### YOUR OBJECTIVE
Count the lines in the items below that contain the string "turtle" and reply with that number alone.

### DATA SHOWN
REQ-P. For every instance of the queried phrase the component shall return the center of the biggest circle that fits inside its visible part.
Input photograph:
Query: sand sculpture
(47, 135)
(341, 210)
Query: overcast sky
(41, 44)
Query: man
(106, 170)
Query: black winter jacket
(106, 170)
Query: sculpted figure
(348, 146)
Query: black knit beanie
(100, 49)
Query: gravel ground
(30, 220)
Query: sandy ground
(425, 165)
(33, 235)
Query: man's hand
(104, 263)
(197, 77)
* * *
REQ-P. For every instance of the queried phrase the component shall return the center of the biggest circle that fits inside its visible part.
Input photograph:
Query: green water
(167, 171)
* * *
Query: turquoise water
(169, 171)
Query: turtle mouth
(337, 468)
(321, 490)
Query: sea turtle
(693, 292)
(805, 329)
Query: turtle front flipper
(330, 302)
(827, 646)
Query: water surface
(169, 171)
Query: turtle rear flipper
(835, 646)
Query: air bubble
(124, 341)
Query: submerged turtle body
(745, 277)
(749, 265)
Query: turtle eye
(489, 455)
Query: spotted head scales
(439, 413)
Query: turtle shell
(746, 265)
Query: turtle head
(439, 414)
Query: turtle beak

### RESPONSE
9